**Listed entries:**

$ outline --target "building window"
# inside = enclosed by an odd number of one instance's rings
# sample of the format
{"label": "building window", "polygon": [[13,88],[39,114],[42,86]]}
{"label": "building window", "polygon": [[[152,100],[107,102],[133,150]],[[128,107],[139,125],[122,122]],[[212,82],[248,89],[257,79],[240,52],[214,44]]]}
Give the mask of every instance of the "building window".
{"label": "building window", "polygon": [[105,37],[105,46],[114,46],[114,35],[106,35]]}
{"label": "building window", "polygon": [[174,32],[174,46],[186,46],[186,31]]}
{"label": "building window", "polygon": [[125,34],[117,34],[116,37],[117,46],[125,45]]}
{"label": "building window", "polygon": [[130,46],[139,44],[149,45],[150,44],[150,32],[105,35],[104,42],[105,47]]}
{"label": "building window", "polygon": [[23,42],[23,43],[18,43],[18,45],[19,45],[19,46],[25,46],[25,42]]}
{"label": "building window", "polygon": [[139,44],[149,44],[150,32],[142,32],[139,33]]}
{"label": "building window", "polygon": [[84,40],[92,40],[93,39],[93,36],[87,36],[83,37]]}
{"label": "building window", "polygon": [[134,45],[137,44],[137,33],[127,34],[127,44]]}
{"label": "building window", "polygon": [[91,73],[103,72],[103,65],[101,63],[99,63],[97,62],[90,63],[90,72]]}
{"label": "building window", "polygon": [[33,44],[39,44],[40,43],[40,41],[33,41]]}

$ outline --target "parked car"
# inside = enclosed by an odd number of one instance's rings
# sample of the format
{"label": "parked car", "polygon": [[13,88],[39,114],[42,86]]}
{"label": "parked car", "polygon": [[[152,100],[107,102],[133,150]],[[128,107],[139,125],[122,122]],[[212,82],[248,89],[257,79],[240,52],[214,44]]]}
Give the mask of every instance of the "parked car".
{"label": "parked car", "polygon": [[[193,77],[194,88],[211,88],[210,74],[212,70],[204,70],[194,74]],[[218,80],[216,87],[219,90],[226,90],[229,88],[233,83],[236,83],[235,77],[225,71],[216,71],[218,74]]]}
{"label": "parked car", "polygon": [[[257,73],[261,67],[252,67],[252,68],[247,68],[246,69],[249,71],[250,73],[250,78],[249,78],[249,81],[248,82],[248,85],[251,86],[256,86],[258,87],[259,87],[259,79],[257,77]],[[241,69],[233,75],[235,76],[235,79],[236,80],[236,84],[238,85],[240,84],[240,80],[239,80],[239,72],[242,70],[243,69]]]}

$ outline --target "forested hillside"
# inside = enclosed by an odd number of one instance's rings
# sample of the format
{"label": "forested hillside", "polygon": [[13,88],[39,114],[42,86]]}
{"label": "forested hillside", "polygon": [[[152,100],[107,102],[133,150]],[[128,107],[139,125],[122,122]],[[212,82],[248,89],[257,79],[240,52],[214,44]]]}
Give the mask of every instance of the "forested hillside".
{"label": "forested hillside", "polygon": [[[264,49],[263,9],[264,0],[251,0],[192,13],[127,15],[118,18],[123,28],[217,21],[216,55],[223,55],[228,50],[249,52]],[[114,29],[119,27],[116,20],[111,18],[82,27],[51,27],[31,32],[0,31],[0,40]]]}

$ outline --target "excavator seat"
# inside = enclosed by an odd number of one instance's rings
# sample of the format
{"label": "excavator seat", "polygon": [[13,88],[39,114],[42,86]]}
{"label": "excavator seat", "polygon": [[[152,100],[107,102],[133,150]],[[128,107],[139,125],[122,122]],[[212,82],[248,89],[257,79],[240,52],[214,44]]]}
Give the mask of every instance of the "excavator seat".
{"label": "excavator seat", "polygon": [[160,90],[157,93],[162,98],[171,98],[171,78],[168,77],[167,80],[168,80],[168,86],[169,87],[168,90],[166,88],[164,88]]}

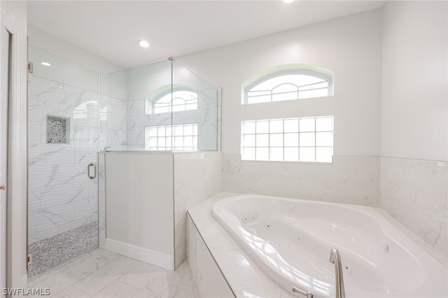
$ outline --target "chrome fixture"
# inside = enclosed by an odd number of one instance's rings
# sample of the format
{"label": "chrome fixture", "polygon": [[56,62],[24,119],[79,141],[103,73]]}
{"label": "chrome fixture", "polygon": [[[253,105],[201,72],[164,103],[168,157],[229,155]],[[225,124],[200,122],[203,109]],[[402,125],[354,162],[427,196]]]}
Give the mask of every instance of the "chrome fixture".
{"label": "chrome fixture", "polygon": [[301,294],[307,298],[313,298],[313,293],[310,291],[305,292],[302,290],[299,289],[298,288],[293,286],[293,292],[295,293]]}
{"label": "chrome fixture", "polygon": [[[93,166],[93,175],[90,174],[90,168]],[[89,176],[89,178],[90,179],[94,179],[95,178],[97,178],[97,165],[95,164],[94,164],[93,162],[91,164],[89,164],[88,166],[87,166],[87,172],[88,172],[88,175]]]}
{"label": "chrome fixture", "polygon": [[342,263],[339,250],[332,248],[330,250],[330,262],[335,264],[335,278],[336,279],[336,298],[345,298],[344,289],[344,276],[342,276]]}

**Work to complete:**
Identify every line in the data above that contains the word "Give", and reproduce each such line in full.

**Solution for this task:**
Give the mask of every instance of the "building window".
Give the mask of every instance of the "parked car".
Give the mask of every instance of the "forested hillside".
Give the mask of every instance of the "excavator seat".
Give the mask of every instance of the "chrome fixture".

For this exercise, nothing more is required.